Data »
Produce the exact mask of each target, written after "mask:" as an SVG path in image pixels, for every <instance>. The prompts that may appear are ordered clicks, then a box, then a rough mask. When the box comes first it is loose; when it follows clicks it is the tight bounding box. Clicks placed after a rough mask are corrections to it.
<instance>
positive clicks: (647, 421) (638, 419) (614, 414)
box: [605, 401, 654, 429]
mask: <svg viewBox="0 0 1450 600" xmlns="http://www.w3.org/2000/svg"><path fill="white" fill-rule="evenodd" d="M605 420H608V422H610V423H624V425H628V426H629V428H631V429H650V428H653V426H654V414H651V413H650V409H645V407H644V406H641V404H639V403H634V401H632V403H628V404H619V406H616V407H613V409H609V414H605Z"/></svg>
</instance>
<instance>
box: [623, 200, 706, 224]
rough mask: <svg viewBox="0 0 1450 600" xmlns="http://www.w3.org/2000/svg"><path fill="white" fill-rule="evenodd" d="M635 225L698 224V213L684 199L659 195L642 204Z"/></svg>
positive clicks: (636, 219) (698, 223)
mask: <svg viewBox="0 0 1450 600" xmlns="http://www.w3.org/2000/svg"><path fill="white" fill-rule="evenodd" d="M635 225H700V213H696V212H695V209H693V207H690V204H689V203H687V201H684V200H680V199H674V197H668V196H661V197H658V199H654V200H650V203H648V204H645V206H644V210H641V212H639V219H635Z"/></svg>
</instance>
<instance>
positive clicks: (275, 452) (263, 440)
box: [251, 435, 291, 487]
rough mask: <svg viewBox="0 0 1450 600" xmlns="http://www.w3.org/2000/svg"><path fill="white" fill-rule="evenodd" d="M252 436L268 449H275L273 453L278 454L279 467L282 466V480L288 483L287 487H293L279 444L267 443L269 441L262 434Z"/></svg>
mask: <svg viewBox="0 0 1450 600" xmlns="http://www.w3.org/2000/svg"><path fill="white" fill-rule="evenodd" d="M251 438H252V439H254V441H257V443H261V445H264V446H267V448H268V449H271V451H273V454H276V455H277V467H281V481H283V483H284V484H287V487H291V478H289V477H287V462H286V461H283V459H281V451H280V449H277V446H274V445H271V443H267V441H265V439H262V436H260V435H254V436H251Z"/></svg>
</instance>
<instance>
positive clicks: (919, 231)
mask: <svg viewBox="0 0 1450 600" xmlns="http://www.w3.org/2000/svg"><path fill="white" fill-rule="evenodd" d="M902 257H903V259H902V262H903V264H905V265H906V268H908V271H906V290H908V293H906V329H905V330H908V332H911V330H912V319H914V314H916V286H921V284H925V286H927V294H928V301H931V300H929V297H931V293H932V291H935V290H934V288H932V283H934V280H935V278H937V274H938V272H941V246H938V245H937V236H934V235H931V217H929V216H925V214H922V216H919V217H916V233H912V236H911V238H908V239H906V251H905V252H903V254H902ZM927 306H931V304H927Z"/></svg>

Assigned task » Please print the records above verbatim, from their first line through the line containing "box: [251, 435, 291, 487]", including both ends.

Written answer »
Produce the exact mask of each target, written after "mask:" as an SVG path in image pixels, for every <instance>. The prompts that may appear are ordered clicks, then a box, then a rough mask. When the box comes first it is loose; when it follows clicks it is the tight bounding box. Clicks placed after a rough mask are corrections to it.
<instance>
positive clicks: (647, 421) (638, 419) (614, 414)
box: [605, 401, 654, 429]
mask: <svg viewBox="0 0 1450 600" xmlns="http://www.w3.org/2000/svg"><path fill="white" fill-rule="evenodd" d="M605 420H608V422H610V423H624V425H628V426H629V428H631V429H650V428H653V426H654V414H651V413H650V409H645V407H644V406H641V404H639V403H634V401H632V403H628V404H619V406H616V407H613V409H609V414H605Z"/></svg>
</instance>
<instance>
box: [623, 200, 706, 224]
rough mask: <svg viewBox="0 0 1450 600" xmlns="http://www.w3.org/2000/svg"><path fill="white" fill-rule="evenodd" d="M635 225L698 224V213L684 199L659 195L642 204Z"/></svg>
positive clicks: (636, 219) (698, 223)
mask: <svg viewBox="0 0 1450 600" xmlns="http://www.w3.org/2000/svg"><path fill="white" fill-rule="evenodd" d="M635 225H700V213H696V212H695V209H693V207H690V204H689V203H687V201H684V200H680V199H674V197H668V196H661V197H658V199H654V200H650V203H648V204H645V206H644V210H641V212H639V219H635Z"/></svg>
</instance>
<instance>
positive clicks: (275, 452) (263, 440)
box: [251, 435, 291, 487]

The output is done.